- CHALLENGE:
Pick out and copy every line of the records that contains the word "kitchen".

Start of LISTING

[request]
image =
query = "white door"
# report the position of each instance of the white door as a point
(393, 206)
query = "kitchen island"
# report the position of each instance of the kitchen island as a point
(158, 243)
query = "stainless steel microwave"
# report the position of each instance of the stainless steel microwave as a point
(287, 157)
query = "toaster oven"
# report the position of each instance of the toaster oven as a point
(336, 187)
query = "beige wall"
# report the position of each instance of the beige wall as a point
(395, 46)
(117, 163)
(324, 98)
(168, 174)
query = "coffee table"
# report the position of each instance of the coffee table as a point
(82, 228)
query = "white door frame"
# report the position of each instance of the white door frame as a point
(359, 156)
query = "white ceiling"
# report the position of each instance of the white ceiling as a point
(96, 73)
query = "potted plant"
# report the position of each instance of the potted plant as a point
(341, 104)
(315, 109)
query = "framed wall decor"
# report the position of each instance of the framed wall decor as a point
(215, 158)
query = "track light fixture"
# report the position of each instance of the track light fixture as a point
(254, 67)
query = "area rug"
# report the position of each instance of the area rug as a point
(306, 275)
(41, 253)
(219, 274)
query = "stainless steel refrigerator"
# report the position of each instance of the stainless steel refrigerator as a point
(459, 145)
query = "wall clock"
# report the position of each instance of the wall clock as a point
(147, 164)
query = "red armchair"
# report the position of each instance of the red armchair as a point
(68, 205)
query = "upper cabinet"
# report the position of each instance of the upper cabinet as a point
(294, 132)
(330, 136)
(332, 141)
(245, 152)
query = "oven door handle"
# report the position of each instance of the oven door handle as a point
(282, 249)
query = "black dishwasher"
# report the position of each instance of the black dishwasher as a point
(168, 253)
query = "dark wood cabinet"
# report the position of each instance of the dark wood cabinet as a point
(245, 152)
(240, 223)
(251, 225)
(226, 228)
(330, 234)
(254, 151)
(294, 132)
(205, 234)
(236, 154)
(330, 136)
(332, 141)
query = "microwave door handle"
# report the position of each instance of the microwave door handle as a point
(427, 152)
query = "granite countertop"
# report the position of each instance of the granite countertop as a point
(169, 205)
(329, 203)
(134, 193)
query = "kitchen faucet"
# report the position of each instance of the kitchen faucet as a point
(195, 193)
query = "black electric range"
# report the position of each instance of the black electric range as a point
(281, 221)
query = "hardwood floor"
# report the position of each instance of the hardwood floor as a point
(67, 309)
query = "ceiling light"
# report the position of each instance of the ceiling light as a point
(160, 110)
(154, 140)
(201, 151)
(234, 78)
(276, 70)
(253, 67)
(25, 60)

End of LISTING

- ANSWER TO THE EXERCISE:
query = "kitchen island"
# report the position of each instance of the kitchen island as a point
query = "kitchen faucet"
# report the position of each instance of the kitchen faucet as a point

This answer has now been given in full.